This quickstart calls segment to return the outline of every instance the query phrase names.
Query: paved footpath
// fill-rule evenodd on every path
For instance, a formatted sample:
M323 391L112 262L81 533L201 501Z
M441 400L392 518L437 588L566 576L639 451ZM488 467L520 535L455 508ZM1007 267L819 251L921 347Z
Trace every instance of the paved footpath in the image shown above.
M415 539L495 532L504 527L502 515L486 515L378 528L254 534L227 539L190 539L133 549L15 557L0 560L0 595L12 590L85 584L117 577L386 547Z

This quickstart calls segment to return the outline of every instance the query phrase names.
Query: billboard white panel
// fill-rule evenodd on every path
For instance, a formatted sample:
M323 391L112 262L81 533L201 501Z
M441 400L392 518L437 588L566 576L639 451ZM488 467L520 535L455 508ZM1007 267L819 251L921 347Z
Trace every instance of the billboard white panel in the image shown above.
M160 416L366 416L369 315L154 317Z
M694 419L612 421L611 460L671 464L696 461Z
◆ ◆ ◆ ◆
Can you copy out every line of the records above, character for character and with nothing changed?

* [Result of the exercise]:
This quickstart calls segment to return the outline of every instance the query phrase names.
Query: paved footpath
// fill-rule evenodd on every path
For instance, a formatted sample:
M323 391L112 262L81 533L201 501Z
M441 400L392 518L437 588L566 576L639 451ZM488 467L520 535L455 508ZM1007 267L819 251L921 347Z
Trace every instance of the paved footpath in the image shown above.
M415 539L495 532L504 527L502 515L486 515L378 528L254 534L227 539L190 539L133 549L15 557L0 560L0 595L12 590L85 584L117 577L386 547Z

This quickstart calls segment to return the outline of every instance the query phrase names.
Query: billboard white panel
// fill-rule evenodd on every path
For instance, a formatted sample:
M323 391L112 262L81 533L201 501Z
M441 400L392 518L437 588L566 576L639 451ZM488 467L520 535L455 508ZM1007 267L819 251L921 347Z
Trace every instance of the billboard white panel in the image shown above.
M160 416L366 416L369 315L154 317Z
M694 419L612 421L611 460L671 464L696 461Z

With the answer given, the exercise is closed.